EXERCISE DESCRIPTION
Swap "tire" for "wheel" in the lines from the one containing "Return one point per instance of the tire" through the one containing "[(621, 144), (529, 92), (108, 229), (353, 285)]", inclusive, and give back only those lines with nothing else changed. Leave the pictures out of your answer.

PROVIDED DATA

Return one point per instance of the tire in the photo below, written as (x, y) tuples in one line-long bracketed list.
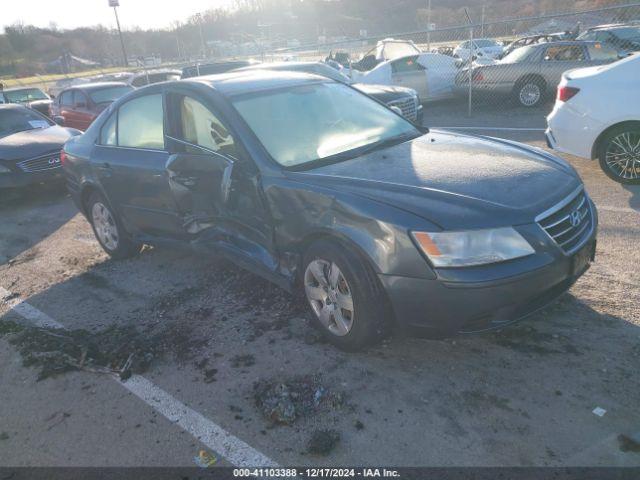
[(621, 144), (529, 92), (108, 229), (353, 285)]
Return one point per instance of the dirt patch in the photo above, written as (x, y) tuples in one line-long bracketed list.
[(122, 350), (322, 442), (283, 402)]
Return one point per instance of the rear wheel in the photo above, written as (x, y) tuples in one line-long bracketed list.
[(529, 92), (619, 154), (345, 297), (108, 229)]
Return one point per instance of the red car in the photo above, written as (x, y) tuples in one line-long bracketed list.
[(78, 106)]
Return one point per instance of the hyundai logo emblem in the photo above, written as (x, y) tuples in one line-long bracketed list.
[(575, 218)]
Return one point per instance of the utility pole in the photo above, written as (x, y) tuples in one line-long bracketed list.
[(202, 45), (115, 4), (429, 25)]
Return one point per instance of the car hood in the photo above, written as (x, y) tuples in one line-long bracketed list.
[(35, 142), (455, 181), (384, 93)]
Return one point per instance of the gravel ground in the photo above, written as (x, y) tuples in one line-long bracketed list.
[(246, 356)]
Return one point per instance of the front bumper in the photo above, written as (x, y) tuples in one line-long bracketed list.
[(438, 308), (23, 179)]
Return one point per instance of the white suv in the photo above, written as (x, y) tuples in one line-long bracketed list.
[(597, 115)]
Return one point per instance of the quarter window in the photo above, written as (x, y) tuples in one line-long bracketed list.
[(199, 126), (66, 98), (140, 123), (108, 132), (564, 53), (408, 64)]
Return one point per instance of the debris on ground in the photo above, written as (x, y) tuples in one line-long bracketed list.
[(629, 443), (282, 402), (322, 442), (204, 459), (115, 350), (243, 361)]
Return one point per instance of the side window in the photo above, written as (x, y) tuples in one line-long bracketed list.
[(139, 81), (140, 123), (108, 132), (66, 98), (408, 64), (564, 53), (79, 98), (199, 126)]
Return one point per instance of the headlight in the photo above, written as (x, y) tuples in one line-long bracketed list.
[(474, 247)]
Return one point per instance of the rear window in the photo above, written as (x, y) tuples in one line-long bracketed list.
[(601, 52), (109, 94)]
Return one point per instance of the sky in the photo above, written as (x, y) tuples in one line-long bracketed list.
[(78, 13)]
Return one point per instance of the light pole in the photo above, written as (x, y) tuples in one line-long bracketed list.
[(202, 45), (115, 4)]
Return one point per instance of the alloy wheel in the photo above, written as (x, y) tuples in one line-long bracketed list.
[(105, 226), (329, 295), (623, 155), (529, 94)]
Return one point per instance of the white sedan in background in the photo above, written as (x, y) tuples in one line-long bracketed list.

...

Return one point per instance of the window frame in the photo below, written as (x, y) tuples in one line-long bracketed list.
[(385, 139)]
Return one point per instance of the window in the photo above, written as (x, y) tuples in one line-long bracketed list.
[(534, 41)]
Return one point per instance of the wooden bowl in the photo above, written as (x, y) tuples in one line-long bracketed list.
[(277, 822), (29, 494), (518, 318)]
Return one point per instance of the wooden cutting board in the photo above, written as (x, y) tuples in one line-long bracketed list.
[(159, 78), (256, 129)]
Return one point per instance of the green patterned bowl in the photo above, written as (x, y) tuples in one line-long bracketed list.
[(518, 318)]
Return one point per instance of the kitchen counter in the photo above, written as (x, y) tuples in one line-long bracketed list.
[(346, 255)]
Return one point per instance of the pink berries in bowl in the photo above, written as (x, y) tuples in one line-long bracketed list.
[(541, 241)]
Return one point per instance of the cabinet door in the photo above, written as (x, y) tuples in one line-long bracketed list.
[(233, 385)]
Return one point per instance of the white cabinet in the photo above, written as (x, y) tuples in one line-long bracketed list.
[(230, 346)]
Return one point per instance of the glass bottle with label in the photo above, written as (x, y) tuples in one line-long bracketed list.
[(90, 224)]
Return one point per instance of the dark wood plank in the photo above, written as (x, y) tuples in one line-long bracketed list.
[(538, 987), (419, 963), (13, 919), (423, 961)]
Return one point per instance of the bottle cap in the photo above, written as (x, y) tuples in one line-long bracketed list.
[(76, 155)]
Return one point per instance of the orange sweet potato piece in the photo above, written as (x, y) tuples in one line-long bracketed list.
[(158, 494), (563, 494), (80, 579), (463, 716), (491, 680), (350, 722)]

ANSWER BELOW
Return one point per instance of the wheel in the photo below, written as (x, y) tuples in one line-long bracketed list.
[(621, 144), (529, 92), (108, 229), (353, 285)]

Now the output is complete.